Data excerpts:
◆ ◆ ◆ ◆ ◆

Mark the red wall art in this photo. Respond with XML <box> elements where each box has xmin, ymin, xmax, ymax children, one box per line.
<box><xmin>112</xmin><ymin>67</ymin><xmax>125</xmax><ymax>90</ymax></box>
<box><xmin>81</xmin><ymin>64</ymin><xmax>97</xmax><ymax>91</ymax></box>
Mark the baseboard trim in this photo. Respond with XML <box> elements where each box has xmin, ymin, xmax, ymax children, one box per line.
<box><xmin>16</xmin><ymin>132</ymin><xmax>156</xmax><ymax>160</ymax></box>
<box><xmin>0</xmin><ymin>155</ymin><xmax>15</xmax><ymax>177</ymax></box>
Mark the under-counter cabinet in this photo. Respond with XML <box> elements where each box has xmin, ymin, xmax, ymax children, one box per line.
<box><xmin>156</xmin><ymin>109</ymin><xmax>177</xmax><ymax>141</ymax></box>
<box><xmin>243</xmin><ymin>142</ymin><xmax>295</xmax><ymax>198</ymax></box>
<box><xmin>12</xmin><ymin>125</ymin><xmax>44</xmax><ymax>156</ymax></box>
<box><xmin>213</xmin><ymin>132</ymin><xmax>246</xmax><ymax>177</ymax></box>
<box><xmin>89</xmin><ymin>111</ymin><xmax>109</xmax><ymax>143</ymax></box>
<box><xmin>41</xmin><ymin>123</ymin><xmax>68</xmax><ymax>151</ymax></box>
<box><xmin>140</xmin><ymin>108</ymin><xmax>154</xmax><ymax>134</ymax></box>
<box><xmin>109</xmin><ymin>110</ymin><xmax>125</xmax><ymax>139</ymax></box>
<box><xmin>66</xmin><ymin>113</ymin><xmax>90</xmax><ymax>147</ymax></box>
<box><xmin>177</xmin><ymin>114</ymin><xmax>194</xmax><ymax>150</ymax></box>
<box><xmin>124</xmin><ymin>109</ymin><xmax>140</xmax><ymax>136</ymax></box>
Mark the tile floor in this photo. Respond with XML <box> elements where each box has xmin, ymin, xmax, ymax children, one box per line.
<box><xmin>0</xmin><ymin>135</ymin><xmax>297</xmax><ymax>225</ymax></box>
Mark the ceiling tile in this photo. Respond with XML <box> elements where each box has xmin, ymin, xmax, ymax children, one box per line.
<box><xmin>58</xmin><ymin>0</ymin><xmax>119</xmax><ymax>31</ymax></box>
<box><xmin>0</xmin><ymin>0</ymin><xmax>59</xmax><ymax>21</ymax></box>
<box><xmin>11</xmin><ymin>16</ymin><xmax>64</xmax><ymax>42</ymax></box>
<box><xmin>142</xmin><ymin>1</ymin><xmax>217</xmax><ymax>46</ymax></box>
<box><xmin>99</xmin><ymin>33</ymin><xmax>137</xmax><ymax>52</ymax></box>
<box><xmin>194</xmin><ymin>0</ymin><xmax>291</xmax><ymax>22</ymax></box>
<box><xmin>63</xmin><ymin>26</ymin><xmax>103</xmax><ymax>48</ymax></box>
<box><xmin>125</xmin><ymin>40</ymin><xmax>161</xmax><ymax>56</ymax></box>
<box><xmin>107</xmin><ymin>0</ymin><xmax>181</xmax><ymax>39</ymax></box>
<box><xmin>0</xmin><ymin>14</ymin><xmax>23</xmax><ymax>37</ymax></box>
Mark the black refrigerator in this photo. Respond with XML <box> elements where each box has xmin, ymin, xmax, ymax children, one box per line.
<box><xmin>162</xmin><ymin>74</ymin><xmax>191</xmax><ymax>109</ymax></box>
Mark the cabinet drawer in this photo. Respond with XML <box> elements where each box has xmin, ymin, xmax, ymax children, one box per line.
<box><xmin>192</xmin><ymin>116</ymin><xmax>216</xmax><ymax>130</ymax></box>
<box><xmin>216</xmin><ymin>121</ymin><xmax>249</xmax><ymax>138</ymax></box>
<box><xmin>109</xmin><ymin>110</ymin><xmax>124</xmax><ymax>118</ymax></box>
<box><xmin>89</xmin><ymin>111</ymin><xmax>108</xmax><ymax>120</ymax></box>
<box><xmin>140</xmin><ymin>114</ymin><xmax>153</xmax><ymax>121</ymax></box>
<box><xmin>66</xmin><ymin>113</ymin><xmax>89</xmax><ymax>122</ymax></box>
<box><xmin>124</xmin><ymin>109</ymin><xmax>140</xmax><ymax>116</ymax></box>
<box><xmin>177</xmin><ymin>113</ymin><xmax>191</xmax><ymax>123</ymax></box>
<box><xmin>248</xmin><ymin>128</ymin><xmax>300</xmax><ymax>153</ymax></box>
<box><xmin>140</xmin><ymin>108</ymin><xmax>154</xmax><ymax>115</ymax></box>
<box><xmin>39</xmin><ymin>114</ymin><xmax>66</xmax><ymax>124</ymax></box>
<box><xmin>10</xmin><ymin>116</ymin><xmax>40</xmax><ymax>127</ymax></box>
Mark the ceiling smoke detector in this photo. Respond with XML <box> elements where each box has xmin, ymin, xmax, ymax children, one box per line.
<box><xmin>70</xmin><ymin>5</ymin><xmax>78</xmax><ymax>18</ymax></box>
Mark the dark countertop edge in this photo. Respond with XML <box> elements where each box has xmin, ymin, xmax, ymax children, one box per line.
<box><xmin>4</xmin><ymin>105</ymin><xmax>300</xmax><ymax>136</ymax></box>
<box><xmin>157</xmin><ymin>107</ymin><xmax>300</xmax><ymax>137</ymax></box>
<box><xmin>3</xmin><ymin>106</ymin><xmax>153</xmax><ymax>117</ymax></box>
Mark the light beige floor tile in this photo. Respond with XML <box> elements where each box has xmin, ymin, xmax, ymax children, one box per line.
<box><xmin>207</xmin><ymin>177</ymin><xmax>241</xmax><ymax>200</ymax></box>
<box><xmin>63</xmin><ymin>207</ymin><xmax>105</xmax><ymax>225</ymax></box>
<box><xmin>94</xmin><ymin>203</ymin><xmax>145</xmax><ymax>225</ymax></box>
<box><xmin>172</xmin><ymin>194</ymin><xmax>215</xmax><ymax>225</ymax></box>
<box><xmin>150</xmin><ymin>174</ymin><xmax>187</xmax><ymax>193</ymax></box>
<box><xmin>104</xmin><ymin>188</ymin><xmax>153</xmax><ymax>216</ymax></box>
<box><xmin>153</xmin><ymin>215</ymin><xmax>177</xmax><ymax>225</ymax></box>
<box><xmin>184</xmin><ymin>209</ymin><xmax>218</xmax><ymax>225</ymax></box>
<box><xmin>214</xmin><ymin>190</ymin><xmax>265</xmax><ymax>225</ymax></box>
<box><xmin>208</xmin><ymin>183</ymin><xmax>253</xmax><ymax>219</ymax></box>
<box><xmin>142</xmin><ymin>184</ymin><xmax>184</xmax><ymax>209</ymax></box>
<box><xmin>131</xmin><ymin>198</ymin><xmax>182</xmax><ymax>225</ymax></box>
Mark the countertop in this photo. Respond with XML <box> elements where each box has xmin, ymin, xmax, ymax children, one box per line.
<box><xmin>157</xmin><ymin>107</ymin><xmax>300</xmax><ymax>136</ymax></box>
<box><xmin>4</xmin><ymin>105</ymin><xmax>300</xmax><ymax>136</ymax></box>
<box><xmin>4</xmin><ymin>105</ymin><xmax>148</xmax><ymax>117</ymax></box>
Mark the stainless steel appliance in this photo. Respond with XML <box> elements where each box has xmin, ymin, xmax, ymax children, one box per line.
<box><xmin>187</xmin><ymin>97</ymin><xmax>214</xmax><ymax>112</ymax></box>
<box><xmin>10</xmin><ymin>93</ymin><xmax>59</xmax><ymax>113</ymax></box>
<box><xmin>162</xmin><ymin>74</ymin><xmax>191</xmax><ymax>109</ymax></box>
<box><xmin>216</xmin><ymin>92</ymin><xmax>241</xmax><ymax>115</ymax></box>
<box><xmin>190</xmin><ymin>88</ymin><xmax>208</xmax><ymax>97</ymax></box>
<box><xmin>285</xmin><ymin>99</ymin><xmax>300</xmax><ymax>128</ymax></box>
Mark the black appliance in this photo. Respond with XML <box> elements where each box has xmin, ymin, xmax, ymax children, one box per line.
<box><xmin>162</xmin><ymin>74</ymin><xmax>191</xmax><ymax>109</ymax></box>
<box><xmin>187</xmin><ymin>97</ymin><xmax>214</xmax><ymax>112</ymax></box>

◆ ◆ ◆ ◆ ◆

## What you are asked to do
Exactly as they stand in the records above, print the lines from the one containing "Mark the stainless" through the final line, inclusive.

## Response area
Mark the stainless steel appliance in this photo. Respond with XML <box> elements where each box has xmin, ymin, xmax, ymax children, one box per line.
<box><xmin>187</xmin><ymin>97</ymin><xmax>214</xmax><ymax>112</ymax></box>
<box><xmin>10</xmin><ymin>93</ymin><xmax>59</xmax><ymax>113</ymax></box>
<box><xmin>162</xmin><ymin>74</ymin><xmax>191</xmax><ymax>109</ymax></box>
<box><xmin>216</xmin><ymin>92</ymin><xmax>241</xmax><ymax>115</ymax></box>
<box><xmin>190</xmin><ymin>88</ymin><xmax>208</xmax><ymax>97</ymax></box>
<box><xmin>285</xmin><ymin>99</ymin><xmax>300</xmax><ymax>128</ymax></box>
Mark the black appliance in this photo. Respond with XML <box> elements where each box has xmin, ymin, xmax, ymax children, one box per line.
<box><xmin>162</xmin><ymin>74</ymin><xmax>191</xmax><ymax>109</ymax></box>
<box><xmin>187</xmin><ymin>97</ymin><xmax>214</xmax><ymax>112</ymax></box>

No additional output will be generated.